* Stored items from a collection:

--- Begin ---

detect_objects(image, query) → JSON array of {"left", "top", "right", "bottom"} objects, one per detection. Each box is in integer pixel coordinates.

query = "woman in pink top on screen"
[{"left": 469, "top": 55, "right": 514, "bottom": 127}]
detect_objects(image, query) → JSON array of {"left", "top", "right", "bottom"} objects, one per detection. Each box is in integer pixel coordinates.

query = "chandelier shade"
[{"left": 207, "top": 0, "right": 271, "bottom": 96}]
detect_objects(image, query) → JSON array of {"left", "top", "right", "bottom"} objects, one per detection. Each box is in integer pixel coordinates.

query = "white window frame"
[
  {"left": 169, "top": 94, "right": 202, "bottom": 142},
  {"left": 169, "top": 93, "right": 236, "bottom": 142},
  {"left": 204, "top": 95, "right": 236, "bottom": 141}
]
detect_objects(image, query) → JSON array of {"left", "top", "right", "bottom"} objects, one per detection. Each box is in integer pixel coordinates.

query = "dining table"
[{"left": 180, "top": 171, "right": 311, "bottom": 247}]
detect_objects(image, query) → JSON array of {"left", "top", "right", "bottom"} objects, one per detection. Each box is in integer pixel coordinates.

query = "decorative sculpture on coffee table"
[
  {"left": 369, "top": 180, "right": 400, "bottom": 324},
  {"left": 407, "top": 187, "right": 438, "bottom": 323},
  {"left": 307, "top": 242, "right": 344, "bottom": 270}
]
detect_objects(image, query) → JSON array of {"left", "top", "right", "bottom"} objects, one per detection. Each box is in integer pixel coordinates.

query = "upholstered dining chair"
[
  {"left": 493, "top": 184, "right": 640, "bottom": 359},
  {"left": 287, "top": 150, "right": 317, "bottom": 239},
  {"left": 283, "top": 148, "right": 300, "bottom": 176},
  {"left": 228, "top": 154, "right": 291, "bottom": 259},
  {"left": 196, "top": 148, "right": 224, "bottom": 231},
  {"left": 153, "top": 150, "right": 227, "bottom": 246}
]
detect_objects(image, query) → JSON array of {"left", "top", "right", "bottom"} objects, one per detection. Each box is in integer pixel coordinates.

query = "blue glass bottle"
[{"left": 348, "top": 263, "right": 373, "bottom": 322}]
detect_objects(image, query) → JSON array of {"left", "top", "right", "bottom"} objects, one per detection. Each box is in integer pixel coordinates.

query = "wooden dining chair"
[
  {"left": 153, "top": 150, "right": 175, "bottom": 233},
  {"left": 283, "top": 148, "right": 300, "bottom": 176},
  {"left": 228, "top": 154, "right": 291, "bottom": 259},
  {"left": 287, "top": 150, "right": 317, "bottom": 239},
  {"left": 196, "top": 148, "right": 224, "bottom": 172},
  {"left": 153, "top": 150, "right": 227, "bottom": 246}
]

--- End ---

* Goal:
Write out the full set of records exactly as given.

* Reply to the exercise:
detect_objects(image, query) → JSON array of {"left", "top", "right", "bottom"} objects, one per detection. Each box is in integer pixel coordinates.

query = "woman in pink top on screen"
[{"left": 469, "top": 55, "right": 514, "bottom": 127}]
detect_objects(image, query) → JSON array of {"left", "top", "right", "bottom"} objects, one per detection. Each box is in integer pixel coordinates.

query = "chandelier shade"
[{"left": 207, "top": 0, "right": 271, "bottom": 96}]
detect_objects(image, query) → JSON array of {"left", "top", "right", "bottom"} objects, one per detection. Each box is in integer pixel coordinates.

query = "white window frame"
[
  {"left": 169, "top": 94, "right": 202, "bottom": 142},
  {"left": 169, "top": 93, "right": 236, "bottom": 142},
  {"left": 204, "top": 95, "right": 236, "bottom": 141}
]
detect_objects(image, query) → JSON array of {"left", "top", "right", "bottom"} objects, one per detection. Each box is in integer pixel coordinates.

query = "dining table"
[{"left": 180, "top": 171, "right": 311, "bottom": 247}]
detect_objects(image, query) → JSON array of {"left", "top", "right", "bottom"} objects, one per detection. Each box is in integer pixel coordinates.

query = "decorative sculpture on coffee table"
[
  {"left": 369, "top": 180, "right": 400, "bottom": 324},
  {"left": 407, "top": 187, "right": 438, "bottom": 323},
  {"left": 307, "top": 242, "right": 344, "bottom": 270}
]
detect_objects(image, query) → JSON array of {"left", "top", "right", "bottom"} objects, one per detection. Each box is in integer pixel coordinates.

query = "upholstered dining chair"
[
  {"left": 493, "top": 184, "right": 640, "bottom": 359},
  {"left": 287, "top": 150, "right": 317, "bottom": 239},
  {"left": 283, "top": 148, "right": 300, "bottom": 176},
  {"left": 228, "top": 154, "right": 291, "bottom": 259},
  {"left": 196, "top": 148, "right": 224, "bottom": 231},
  {"left": 153, "top": 150, "right": 227, "bottom": 246}
]
detect_objects(image, query) → JSON array of {"left", "top", "right", "bottom"} objects, one per detection. Each box is in integer pixel coordinates.

query = "blue glass bottle"
[{"left": 348, "top": 263, "right": 373, "bottom": 322}]
detect_objects(image, query) → JSON array of {"left", "top", "right", "bottom"} objects, one per detection. Each box is in integer pixel coordinates.

query = "wooden dining chair"
[
  {"left": 153, "top": 150, "right": 175, "bottom": 233},
  {"left": 283, "top": 148, "right": 300, "bottom": 176},
  {"left": 228, "top": 154, "right": 291, "bottom": 259},
  {"left": 287, "top": 150, "right": 317, "bottom": 239},
  {"left": 196, "top": 148, "right": 224, "bottom": 172},
  {"left": 153, "top": 150, "right": 227, "bottom": 246}
]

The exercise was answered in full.